**TEXTO DEL DOCUMENTO**.
******
Catedral 10 de febrero de 2013

 

En este 5º domingo del tiempo ordinario escuchamos un evangelio que particularmente nos permite acercarnos a lo que significó la encarnación de Dios, su gesto de venir a nosotros haciéndose de los nuestros sin dejar de ser Él.

 

No vino Jesús, Mesías esperado, en medio de una alharaca rimbombante de ruido y tronío. No comenzó su ministerio público con bombo y platillo en la plaza principal, de la capital renombrada y con la gente influyente del lugar. Es la escena que nos narra el evangelio de este domingo. Simón y sus compañeros son sorprendidos por Jesús en el quehacer banal de cualquier día de su vida: mientras estaban lavando las redes vacías, tras una noche desafortunada. Ahí, en ese cotidiano transcurrir de una vida, ahí estaba también el Señor. Allí acontece un diálogo entre Jesús y Simón, que es ejemplar. “Rema mar adentro, y echa las redes para pescar”. Y responde Simón: hemos estado toda la noche intentándolo en balde, pero por tu palabra, volveré a echar las redes. Es muy hermoso leer este diálogo paralelamente con el del final del Evangelio de S.Juan, cuando vuelvan a encontrarse Jesús y Pedro –entonces será ya Pedro– en un mismo escenario: el mismo lago, una barca, entre redes vacías y noches estériles (Cf. Jn 21,1-24).

 

En ambos encuentros, lo que determina el asombro de Simón Pedro es la repuesta de Jesús a la vaciedad de los esfuerzos de éste. No hay lugar a “pactos”, no se trata de una “negociación”, sino el impresionante estupor ante algo más grande que Pedro. Porque Simón, buen conocedor de las horas oportunas para su bregar pescador, cuando ve lo sucedido no hace una interpretación simplona o racionalista: tú ves más que yo, has tenido más suerte, hemos sido afortunados por dar finalmente con el banco de peces… No, la reacción de Simón es la de un asombro netamente religioso: “apártate, Señor, que soy un pecador”.
******
**DATOS MOSTRADOS**.
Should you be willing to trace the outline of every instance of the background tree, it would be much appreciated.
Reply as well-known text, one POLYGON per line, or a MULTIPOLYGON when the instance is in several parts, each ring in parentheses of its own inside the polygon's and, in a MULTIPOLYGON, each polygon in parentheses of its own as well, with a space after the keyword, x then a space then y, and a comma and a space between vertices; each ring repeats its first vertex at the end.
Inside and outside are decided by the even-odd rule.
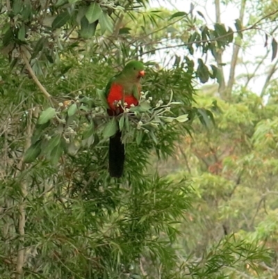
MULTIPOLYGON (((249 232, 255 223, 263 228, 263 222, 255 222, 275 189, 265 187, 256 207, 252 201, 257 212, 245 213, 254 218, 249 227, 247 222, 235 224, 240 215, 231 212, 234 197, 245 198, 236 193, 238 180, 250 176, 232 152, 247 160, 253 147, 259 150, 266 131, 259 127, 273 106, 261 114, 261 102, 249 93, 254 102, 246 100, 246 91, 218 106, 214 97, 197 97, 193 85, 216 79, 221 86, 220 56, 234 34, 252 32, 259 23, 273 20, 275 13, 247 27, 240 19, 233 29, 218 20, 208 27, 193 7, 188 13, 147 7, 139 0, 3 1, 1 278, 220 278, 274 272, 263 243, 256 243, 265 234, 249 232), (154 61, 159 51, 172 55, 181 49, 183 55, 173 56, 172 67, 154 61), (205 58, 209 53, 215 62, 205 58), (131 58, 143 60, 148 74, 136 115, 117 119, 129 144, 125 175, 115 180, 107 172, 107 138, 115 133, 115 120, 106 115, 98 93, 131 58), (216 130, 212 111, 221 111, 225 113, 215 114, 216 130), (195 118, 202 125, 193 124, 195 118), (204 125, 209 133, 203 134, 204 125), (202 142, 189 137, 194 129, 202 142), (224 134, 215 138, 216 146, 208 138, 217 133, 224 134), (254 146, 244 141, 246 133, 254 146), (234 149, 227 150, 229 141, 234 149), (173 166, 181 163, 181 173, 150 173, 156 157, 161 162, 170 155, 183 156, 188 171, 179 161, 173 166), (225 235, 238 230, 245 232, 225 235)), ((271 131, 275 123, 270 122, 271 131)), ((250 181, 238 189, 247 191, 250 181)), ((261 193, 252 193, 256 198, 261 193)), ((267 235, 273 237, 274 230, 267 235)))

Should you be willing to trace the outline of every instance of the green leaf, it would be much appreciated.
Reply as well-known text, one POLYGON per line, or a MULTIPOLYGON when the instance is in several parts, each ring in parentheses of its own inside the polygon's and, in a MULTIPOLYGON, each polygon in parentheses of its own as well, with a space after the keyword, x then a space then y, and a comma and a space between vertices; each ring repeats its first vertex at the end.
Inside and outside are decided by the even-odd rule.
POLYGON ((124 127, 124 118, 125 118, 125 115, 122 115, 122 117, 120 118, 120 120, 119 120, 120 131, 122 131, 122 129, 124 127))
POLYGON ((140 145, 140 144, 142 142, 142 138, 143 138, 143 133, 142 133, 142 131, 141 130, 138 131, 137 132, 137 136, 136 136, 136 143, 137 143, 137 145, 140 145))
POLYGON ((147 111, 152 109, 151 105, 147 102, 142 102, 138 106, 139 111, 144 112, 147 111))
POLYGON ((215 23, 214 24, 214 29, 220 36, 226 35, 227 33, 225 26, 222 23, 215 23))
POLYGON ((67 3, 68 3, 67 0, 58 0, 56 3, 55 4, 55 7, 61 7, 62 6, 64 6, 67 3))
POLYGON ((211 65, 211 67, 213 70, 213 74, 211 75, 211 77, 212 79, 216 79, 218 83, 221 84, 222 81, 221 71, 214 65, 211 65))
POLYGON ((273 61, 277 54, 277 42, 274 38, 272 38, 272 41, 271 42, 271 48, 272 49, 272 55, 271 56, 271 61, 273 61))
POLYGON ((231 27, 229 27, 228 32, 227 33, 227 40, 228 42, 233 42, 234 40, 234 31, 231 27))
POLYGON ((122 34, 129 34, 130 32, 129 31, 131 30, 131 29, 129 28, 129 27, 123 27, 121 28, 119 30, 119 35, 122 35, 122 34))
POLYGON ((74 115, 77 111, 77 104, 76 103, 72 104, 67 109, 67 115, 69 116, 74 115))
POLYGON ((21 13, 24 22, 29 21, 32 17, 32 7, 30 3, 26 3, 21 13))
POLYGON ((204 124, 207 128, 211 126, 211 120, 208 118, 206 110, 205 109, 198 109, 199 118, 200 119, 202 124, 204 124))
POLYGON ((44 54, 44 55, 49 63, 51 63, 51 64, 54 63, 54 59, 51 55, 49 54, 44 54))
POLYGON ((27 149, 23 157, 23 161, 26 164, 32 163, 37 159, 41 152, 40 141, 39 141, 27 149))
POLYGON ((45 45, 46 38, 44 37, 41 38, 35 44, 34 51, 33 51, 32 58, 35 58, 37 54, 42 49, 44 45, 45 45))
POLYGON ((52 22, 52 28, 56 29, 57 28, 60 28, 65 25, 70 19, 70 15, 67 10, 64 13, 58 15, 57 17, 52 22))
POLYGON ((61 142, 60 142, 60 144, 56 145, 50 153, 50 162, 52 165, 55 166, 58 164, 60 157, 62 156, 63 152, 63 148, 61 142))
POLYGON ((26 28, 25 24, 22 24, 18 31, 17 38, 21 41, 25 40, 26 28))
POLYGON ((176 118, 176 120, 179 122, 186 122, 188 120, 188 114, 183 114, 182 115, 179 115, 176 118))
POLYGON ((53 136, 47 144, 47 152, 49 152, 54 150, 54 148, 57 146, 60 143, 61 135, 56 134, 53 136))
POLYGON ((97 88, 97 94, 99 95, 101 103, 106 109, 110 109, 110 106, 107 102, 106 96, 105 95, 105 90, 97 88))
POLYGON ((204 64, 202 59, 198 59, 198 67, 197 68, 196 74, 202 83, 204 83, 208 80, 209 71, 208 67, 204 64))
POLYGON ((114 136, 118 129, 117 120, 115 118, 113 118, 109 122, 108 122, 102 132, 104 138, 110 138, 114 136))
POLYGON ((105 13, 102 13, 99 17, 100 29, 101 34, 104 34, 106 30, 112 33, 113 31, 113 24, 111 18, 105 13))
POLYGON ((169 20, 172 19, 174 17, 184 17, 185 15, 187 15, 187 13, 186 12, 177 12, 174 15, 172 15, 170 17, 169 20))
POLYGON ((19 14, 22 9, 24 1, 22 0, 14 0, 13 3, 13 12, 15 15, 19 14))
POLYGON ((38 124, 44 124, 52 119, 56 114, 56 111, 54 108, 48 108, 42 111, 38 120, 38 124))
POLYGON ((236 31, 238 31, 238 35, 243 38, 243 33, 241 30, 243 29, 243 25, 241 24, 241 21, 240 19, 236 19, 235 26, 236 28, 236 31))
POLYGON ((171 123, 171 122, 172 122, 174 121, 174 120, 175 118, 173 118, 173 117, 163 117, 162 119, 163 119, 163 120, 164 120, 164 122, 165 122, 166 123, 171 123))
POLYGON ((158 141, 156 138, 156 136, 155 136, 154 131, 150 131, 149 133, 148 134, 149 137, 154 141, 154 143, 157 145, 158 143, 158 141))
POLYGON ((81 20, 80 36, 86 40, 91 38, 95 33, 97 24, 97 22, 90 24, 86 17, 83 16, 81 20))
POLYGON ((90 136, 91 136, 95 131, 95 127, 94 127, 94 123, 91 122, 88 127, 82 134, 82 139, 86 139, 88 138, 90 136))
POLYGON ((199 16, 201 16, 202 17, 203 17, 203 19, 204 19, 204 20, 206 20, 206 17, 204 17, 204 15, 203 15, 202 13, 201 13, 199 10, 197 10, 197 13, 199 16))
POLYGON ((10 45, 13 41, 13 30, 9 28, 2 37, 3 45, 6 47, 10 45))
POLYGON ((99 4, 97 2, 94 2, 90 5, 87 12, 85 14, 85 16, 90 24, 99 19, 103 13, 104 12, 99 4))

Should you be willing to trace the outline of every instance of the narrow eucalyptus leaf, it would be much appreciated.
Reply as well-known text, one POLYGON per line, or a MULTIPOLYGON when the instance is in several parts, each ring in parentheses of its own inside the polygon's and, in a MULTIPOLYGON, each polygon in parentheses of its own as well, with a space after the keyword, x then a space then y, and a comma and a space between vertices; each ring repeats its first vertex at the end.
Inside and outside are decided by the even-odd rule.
******
**PARTES DEL EJERCICIO**.
- A) Transcribe, por favor, todo lo que va en el texto desde "En este 5º domingo" hasta "dejar de ser Él.", sin alterar nada.
- B) Reescribe solo el tramo de las entradas que va desde la línea que contiene "green leaf, it would be much appreciated." hasta la que contiene "POLYGON ((215 23, 214", ambas incluidas, sustituyendo "even-odd rule" por "nonzero winding rule" y dejando todo lo demás igual.
El texto y las entradas son materiales independientes entre sí.

**RESULTADOS OBTENIDOS**.
- A)
En este 5º domingo del tiempo ordinario escuchamos un evangelio que particularmente nos permite acercarnos a lo que significó la encarnación de Dios, su gesto de venir a nosotros haciéndose de los nuestros sin dejar de ser Él.

- B)
Should you be willing to trace the outline of every instance of the green leaf, it would be much appreciated.
Reply as well-known text, one POLYGON per line, or a MULTIPOLYGON when the instance is in several parts, each ring in parentheses of its own inside the polygon's and, in a MULTIPOLYGON, each polygon in parentheses of its own as well, with a space after the keyword, x then a space then y, and a comma and a space between vertices; each ring repeats its first vertex at the end.
Inside and outside are decided by the nonzero winding rule.
POLYGON ((124 127, 124 118, 125 118, 125 115, 122 115, 122 117, 120 118, 120 120, 119 120, 120 131, 122 131, 122 129, 124 127))
POLYGON ((140 145, 140 144, 142 142, 142 138, 143 138, 143 133, 142 133, 142 131, 141 130, 138 131, 137 132, 137 136, 136 136, 136 143, 137 143, 137 145, 140 145))
POLYGON ((147 111, 152 109, 151 105, 147 102, 142 102, 138 106, 139 111, 144 112, 147 111))
POLYGON ((215 23, 214 24, 214 29, 220 36, 226 35, 227 33, 225 26, 222 23, 215 23))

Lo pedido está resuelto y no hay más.